- What you need to do: Nothing left out, nothing added: return the full set of records.

- Extracted information:
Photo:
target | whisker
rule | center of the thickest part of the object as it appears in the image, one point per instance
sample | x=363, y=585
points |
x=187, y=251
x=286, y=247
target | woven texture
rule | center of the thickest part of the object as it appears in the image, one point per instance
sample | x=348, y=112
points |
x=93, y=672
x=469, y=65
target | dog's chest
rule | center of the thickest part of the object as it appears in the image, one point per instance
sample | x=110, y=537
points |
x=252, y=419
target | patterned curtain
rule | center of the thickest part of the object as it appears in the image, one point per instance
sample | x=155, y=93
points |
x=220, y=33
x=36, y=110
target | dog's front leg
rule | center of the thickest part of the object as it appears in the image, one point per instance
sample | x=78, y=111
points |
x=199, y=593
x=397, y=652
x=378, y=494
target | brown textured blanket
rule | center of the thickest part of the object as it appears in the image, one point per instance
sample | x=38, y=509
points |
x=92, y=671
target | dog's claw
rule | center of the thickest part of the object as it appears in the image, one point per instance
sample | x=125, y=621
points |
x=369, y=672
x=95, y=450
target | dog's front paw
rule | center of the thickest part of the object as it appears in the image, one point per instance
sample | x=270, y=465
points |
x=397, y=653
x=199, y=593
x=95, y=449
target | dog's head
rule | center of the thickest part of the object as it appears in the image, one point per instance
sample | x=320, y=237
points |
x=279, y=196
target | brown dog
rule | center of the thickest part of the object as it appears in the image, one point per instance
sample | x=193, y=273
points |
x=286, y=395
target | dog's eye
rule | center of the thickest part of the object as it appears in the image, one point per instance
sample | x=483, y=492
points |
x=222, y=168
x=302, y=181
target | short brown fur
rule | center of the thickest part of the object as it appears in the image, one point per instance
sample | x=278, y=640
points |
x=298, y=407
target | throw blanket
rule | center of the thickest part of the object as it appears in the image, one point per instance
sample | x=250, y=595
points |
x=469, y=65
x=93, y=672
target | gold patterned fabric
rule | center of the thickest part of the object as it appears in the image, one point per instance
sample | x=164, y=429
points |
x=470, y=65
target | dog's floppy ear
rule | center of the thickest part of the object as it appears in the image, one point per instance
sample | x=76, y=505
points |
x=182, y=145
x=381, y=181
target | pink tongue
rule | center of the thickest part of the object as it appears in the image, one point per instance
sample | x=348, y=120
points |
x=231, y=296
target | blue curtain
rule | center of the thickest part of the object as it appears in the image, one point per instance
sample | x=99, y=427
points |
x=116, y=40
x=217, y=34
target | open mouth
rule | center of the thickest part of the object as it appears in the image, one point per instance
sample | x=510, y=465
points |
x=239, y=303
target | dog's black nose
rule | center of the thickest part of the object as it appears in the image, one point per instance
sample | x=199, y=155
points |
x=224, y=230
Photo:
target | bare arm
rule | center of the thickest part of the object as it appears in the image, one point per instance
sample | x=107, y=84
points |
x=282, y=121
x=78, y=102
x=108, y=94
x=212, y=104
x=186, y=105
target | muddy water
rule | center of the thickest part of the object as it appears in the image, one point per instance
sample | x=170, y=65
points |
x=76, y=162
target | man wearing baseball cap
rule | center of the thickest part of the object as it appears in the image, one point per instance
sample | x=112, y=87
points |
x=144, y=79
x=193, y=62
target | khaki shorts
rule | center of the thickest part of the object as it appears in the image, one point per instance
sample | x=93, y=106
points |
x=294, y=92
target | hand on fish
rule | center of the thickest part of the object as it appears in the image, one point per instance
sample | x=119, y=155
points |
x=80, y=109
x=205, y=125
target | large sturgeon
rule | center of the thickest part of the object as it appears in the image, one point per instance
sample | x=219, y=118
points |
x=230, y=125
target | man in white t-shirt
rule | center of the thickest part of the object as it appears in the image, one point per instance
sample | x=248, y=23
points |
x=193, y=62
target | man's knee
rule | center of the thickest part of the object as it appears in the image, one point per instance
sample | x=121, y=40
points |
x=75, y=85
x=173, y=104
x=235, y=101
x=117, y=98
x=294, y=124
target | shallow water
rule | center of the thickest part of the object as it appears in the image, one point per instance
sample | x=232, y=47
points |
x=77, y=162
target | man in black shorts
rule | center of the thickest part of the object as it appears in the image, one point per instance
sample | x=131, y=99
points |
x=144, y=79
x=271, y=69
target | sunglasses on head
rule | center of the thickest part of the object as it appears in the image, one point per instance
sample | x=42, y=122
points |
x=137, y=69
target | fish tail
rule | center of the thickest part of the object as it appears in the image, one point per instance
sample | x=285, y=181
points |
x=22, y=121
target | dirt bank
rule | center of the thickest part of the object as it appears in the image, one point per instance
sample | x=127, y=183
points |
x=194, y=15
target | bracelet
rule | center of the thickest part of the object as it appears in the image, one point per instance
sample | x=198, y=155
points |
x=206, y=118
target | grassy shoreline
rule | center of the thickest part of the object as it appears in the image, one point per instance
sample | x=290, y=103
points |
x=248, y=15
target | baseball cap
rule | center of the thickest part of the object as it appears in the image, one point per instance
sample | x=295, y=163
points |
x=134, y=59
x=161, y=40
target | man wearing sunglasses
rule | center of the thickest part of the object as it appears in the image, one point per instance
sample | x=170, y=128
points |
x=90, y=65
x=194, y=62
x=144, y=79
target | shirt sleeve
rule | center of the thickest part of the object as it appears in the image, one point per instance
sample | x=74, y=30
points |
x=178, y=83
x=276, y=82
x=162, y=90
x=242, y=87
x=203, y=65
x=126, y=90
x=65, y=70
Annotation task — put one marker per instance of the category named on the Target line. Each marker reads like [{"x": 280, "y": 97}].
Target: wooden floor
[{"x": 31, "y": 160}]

- Task output:
Photo:
target | whisker
rule | center of the thickest part of the object as it appears in the image, one point per instance
sample | x=363, y=585
points |
x=187, y=251
x=286, y=247
target | woven texture
rule | center of the thickest part of the object as it appears in the image, one point per instance
sample | x=348, y=112
points |
x=93, y=672
x=469, y=65
target | dog's chest
rule | center of the thickest part of the object as it appears in the image, one point per instance
sample | x=110, y=537
points |
x=252, y=419
target | patterned curtain
rule | center of the thickest part of the object as it appears in the image, one point per instance
sample | x=155, y=93
points |
x=220, y=33
x=36, y=110
target | dog's front leg
rule | center of the thickest part of the object as it appears in the image, one point per instance
sample | x=78, y=111
points |
x=199, y=593
x=397, y=652
x=378, y=494
target | brown textured blanket
rule | center of the thickest part of the object as it appears in the image, one point per instance
sample | x=38, y=509
points |
x=92, y=671
target | dog's claw
rule | center of the thickest part of the object as it appears in the image, one point per instance
sample | x=125, y=621
points |
x=369, y=672
x=95, y=450
target | dog's front paw
rule | center of the thickest part of the object as it appears in the image, one point per instance
sample | x=270, y=465
points |
x=397, y=653
x=199, y=593
x=95, y=449
target | dog's head
rule | center of the thickest part of the object as it appears in the image, one point per instance
sample | x=320, y=237
points |
x=279, y=196
target | brown dog
rule | center of the thickest part of the object as it appears in the image, one point per instance
sample | x=193, y=273
points |
x=286, y=395
target | dog's eye
rule | center of the thickest part of the object as it appears in the image, one point per instance
sample | x=483, y=492
points |
x=222, y=168
x=302, y=181
target | short brown fur
rule | center of the thickest part of the object as it appears in the image, one point per instance
sample | x=278, y=640
points |
x=298, y=407
target | throw blanket
rule | center of the thickest part of the object as it appears in the image, one point per instance
sample | x=250, y=595
points |
x=469, y=65
x=93, y=672
target | gold patterned fabric
rule | center of the thickest part of the object as it appears in the image, one point per instance
sample | x=164, y=429
points |
x=470, y=65
target | dog's floppy ear
rule | center of the thickest part of the object as it appears in the image, one point per instance
sample | x=76, y=505
points |
x=182, y=145
x=381, y=181
target | pink tongue
rule | center of the thickest part of the object as it appears in the image, one point per instance
sample | x=348, y=120
points |
x=231, y=296
target | blue curtain
rule | center of the thickest part of the object as it appears in the image, one point per instance
sample | x=99, y=427
points |
x=116, y=40
x=217, y=34
target | open mouth
rule | center of the thickest part of the object as it appears in the image, one point per instance
sample | x=510, y=465
points |
x=239, y=303
target | dog's black nose
rule | center of the thickest part of the object as it appears in the image, one point per instance
sample | x=199, y=155
points |
x=224, y=230
Photo:
target | bare arm
rule | center of the thickest part of the object as it appears in the image, one point per instance
sample | x=107, y=84
points |
x=282, y=121
x=78, y=102
x=108, y=94
x=212, y=104
x=186, y=105
target | muddy water
rule | center of the thickest part of the object as it appears in the image, one point per instance
sample | x=170, y=65
points |
x=76, y=162
target | man wearing baseball cap
rule | center of the thickest part of the object as it appears in the image, one point per instance
sample | x=112, y=87
points |
x=144, y=79
x=193, y=62
target | khaki shorts
rule | center of the thickest part of the object as it appears in the image, one point per instance
sample | x=93, y=106
points |
x=294, y=92
target | hand on fish
rule | center of the thickest part of the object as it appears in the image, one point per instance
sample | x=119, y=155
points |
x=80, y=109
x=205, y=125
target | large sturgeon
rule | center of the thickest part of the object as it appears in the image, one point per instance
sample | x=219, y=118
points |
x=230, y=125
target | man in white t-shirt
rule | center of the thickest part of the object as it appears in the image, one point per instance
sample | x=248, y=23
points |
x=193, y=62
target | man's knee
rule | center of the thickest part of the object as it appears in the image, one point per instance
sample | x=121, y=40
points |
x=75, y=85
x=173, y=104
x=235, y=101
x=117, y=98
x=294, y=124
target | shallow water
rule | center of the thickest part of the object as it appears in the image, one point per instance
sample | x=232, y=47
points |
x=77, y=162
target | man in black shorts
rule | center of the thickest part of the object as it appears in the image, one point per instance
sample | x=131, y=99
points |
x=144, y=79
x=271, y=69
target | sunglasses on head
rule | center of the thickest part of the object as it appears in the image, one point per instance
sample | x=42, y=122
points |
x=137, y=69
target | fish tail
rule | center of the thickest part of the object as it appears in the image, one point per instance
sample | x=285, y=181
points |
x=22, y=121
target | dirt bank
rule | center of the thickest part of the object as it appears in the image, one point per instance
sample | x=127, y=183
points |
x=194, y=15
target | bracelet
rule | center of the thickest part of the object as it appears in the image, one point per instance
sample | x=198, y=155
points |
x=206, y=118
target | grassy shoreline
rule | center of the thickest part of the object as it appears in the image, one point per instance
sample | x=290, y=103
points |
x=248, y=15
target | baseball cap
rule | center of the thickest part of the object as it appears in the image, one point per instance
sample | x=295, y=163
points |
x=134, y=59
x=161, y=40
target | man wearing sunglasses
rule | center of the thickest part of the object as it appears in the image, one point per instance
sample | x=170, y=128
points |
x=90, y=65
x=194, y=62
x=144, y=79
target | shirt sleeve
rule | center of the thickest part of the object as it appears in the image, one point per instance
sample | x=74, y=30
points |
x=178, y=83
x=276, y=82
x=162, y=90
x=242, y=87
x=203, y=65
x=126, y=90
x=65, y=70
Annotation task — put one marker per instance of the category named on the Target line. Each marker reads like [{"x": 280, "y": 97}].
Target: wooden floor
[{"x": 31, "y": 160}]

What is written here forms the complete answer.